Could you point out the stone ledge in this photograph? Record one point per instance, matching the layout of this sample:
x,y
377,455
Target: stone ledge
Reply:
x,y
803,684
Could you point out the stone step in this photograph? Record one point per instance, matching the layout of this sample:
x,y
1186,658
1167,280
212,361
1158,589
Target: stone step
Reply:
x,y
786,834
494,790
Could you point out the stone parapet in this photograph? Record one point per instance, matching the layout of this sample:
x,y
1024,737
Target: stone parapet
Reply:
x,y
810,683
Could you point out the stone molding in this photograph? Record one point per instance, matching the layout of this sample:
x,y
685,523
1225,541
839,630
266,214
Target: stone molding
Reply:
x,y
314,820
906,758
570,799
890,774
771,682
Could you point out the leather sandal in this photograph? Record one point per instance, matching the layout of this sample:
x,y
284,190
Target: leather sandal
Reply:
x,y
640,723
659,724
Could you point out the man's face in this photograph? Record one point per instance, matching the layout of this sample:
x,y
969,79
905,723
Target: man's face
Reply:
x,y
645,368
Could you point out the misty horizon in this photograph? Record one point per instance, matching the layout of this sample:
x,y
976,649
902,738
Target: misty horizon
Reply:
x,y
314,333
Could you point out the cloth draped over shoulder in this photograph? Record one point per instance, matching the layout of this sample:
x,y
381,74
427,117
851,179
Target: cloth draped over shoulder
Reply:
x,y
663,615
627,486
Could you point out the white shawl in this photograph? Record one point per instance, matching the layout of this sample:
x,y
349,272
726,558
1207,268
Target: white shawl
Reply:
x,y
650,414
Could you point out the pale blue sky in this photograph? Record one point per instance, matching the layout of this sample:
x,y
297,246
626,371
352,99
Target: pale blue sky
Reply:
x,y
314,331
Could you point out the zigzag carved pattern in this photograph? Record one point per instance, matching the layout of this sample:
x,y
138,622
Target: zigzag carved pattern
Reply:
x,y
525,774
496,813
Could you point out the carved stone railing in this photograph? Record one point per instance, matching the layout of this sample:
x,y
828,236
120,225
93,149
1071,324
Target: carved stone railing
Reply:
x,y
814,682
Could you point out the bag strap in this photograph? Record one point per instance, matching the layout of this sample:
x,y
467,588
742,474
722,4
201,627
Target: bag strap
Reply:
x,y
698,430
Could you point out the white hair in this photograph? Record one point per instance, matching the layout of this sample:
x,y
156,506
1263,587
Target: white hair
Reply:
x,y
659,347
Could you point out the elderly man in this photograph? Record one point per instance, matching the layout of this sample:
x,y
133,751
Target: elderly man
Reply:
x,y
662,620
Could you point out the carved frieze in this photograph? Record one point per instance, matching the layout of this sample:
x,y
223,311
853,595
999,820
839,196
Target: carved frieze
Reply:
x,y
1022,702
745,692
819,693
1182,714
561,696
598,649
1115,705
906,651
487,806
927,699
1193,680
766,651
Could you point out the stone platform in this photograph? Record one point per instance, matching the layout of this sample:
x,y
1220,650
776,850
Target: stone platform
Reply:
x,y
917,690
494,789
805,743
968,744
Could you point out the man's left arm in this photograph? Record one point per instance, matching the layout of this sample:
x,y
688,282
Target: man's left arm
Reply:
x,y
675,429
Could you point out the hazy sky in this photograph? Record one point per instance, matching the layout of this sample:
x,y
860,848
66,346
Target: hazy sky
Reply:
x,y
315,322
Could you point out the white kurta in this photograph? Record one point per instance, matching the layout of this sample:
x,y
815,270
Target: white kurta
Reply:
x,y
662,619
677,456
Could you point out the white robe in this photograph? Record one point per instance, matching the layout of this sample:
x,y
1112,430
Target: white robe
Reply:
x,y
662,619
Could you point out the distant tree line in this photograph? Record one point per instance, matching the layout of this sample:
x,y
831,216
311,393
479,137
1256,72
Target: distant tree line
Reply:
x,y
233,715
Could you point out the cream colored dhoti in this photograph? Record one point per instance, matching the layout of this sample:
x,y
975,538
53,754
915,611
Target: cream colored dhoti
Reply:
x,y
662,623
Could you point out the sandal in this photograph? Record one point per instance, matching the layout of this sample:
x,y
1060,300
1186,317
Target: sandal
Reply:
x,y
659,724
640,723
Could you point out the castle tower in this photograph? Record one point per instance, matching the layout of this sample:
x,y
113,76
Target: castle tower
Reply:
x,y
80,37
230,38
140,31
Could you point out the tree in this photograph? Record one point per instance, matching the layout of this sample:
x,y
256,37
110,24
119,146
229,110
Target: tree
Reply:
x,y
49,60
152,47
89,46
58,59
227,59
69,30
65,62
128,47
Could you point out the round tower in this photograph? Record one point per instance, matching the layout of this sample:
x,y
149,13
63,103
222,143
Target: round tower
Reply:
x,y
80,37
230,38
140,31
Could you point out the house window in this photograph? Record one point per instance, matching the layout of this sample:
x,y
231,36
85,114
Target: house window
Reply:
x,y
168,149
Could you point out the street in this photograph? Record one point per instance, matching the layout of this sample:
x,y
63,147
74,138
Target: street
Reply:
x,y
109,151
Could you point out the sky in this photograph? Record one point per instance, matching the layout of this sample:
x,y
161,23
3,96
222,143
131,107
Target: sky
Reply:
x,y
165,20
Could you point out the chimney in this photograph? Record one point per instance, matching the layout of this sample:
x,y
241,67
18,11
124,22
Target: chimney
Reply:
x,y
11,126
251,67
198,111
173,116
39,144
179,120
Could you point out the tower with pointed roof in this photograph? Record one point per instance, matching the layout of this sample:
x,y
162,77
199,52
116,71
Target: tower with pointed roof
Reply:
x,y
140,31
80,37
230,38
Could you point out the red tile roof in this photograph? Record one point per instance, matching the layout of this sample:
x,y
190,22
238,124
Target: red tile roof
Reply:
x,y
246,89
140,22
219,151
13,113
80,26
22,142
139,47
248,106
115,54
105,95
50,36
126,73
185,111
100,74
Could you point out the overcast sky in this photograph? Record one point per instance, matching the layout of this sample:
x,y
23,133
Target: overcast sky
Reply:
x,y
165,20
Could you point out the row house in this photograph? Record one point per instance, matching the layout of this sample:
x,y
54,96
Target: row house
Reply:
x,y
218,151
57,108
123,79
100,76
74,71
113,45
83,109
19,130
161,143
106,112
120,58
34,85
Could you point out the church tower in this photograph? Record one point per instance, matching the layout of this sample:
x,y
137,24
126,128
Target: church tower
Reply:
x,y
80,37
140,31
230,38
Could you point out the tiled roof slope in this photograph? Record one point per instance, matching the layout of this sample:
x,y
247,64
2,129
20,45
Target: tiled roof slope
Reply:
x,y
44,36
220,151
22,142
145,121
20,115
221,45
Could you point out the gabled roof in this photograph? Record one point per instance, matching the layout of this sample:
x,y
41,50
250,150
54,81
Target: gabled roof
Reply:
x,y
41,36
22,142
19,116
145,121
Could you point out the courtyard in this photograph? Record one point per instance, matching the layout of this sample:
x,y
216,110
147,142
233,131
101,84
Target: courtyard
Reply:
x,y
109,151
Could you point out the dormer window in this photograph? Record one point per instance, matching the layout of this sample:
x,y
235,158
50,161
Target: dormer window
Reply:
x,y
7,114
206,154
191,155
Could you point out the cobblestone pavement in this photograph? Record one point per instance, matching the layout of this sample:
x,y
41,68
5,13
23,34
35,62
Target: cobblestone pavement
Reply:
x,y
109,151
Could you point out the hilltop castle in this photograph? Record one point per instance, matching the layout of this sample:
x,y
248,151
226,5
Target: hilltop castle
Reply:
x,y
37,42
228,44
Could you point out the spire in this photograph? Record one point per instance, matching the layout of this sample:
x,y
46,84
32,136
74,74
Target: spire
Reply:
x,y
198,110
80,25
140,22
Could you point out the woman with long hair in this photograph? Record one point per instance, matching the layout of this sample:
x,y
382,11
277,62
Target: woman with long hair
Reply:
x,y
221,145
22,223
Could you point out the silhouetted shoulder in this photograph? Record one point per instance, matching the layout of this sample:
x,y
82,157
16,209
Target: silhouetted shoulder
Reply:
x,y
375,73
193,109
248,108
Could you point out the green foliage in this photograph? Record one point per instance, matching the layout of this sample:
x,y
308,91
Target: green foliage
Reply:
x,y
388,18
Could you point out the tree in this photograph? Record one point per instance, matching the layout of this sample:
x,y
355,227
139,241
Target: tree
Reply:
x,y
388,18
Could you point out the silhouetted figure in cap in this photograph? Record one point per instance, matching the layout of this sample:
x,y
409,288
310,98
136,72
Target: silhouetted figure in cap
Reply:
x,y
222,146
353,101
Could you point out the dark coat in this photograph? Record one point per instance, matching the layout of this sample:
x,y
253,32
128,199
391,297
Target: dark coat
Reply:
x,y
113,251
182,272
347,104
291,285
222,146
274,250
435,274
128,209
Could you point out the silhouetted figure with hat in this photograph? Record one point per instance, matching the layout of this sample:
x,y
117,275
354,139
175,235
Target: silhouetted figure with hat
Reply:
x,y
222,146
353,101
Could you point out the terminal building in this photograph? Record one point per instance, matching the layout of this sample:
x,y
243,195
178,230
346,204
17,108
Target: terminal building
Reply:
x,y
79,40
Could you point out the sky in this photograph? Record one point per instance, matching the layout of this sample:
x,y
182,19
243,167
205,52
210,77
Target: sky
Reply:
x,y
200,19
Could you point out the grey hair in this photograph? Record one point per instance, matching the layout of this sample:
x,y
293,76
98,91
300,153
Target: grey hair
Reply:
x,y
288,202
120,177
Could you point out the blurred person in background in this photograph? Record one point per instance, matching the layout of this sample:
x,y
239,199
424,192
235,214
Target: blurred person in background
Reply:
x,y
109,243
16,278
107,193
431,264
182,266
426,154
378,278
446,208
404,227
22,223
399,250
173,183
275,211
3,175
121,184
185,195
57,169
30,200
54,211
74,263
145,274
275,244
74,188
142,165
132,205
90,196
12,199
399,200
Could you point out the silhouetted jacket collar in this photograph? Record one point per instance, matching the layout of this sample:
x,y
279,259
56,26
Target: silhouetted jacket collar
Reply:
● ● ● ● ● ● ●
• Do this: Take the line that contains "Could you point out the blurred" and each line after it down to the last of the records, and retype them exactly; add nothing else.

• The response:
Could you point out the blurred person in background in this photograph? Record one point per instance, matching the layout of this sample:
x,y
239,199
424,192
235,214
Target: blurred person in background
Reply:
x,y
109,243
16,278
107,193
431,264
182,266
426,154
378,278
446,208
404,227
22,223
399,250
173,183
275,211
3,175
121,184
185,195
57,169
30,200
54,211
74,263
145,274
275,244
74,188
142,165
132,205
90,196
12,199
399,200
Could you point out the silhouetted jacket collar in this photograph? Record one point per instance, matching the layout of this sample:
x,y
279,259
56,26
Target: silhouetted jacket collar
Reply:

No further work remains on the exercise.